◆ GIVEN REQUEST ◆
Restate, word for word, all of the material shown below.
--- begin GIVEN DATA ---
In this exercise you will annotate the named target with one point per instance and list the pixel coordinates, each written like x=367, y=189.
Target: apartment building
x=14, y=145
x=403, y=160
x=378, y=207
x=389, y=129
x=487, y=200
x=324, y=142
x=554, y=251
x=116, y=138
--- end GIVEN DATA ---
◆ TASK SOLUTION ◆
In this exercise you will annotate the named target with one point per instance and list the pixel coordinates, each written like x=367, y=189.
Target: apartment building
x=14, y=145
x=403, y=160
x=378, y=207
x=389, y=129
x=487, y=200
x=324, y=142
x=554, y=251
x=116, y=138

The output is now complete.